_JOB_
The entries are to be duplicated exactly, with nothing left out.

_PROVIDED ENTRIES_

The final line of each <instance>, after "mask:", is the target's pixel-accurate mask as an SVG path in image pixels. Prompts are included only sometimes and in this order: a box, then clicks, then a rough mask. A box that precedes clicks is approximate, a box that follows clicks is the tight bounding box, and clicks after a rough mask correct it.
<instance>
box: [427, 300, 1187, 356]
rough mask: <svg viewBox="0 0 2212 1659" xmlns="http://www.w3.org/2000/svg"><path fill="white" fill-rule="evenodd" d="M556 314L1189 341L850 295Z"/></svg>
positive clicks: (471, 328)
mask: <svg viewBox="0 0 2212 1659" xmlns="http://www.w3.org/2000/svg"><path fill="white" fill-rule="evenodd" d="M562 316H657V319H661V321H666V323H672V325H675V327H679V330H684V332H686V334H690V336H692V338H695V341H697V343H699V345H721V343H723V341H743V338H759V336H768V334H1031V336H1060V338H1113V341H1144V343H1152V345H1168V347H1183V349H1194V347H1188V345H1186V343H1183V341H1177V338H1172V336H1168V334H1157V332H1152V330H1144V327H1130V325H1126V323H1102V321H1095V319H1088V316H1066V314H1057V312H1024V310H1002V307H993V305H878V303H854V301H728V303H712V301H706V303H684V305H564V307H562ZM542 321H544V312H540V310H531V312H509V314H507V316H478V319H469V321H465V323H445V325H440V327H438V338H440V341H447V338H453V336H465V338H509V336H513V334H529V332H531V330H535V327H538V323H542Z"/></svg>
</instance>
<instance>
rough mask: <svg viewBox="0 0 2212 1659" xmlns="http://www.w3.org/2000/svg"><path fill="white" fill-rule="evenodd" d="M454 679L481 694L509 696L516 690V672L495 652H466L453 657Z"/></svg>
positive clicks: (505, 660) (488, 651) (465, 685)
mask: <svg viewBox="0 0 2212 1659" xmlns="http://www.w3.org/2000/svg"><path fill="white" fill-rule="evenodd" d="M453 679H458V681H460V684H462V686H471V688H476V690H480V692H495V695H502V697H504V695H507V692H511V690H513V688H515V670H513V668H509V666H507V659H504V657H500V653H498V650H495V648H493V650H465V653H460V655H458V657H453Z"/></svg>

_YOUR RESPONSE_
The final line of each <instance>, after "mask:", is the target's pixel-accurate mask as an SVG path in image pixels. Prompts are included only sometimes and in this order: a box, then clicks, then a rough mask. A box that precedes clicks is approximate, a box that follows clicks is the tight bounding box, and clicks after a rough mask correct it.
<instance>
box: [427, 300, 1187, 356]
rough mask: <svg viewBox="0 0 2212 1659" xmlns="http://www.w3.org/2000/svg"><path fill="white" fill-rule="evenodd" d="M556 314L1189 341L850 295Z"/></svg>
positive clicks: (471, 328)
mask: <svg viewBox="0 0 2212 1659" xmlns="http://www.w3.org/2000/svg"><path fill="white" fill-rule="evenodd" d="M562 316H657V319H661V321H666V323H672V325H675V327H679V330H684V332H686V334H690V336H692V338H695V341H697V343H699V345H721V343H723V341H743V338H759V336H768V334H1031V336H1060V338H1113V341H1144V343H1152V345H1168V347H1183V349H1194V347H1188V345H1186V343H1183V341H1177V338H1172V336H1168V334H1157V332H1152V330H1144V327H1130V325H1126V323H1102V321H1095V319H1088V316H1066V314H1057V312H1024V310H1002V307H993V305H878V303H854V301H728V303H712V301H706V303H684V305H564V307H562ZM542 321H544V312H540V310H531V312H509V314H507V316H478V319H469V321H465V323H445V325H440V327H438V338H440V341H447V338H453V336H465V338H509V336H513V334H529V332H531V330H535V327H538V323H542Z"/></svg>
</instance>
<instance>
rough mask: <svg viewBox="0 0 2212 1659" xmlns="http://www.w3.org/2000/svg"><path fill="white" fill-rule="evenodd" d="M454 679L481 694L509 696L516 690V672L495 652H466L453 657Z"/></svg>
positive clicks: (505, 660) (488, 651) (465, 685)
mask: <svg viewBox="0 0 2212 1659" xmlns="http://www.w3.org/2000/svg"><path fill="white" fill-rule="evenodd" d="M453 679H458V681H460V684H462V686H471V688H476V690H480V692H495V695H502V697H504V695H507V692H511V690H513V688H515V670H513V668H509V666H507V659H504V657H500V653H498V650H495V648H493V650H465V653H460V655H458V657H453Z"/></svg>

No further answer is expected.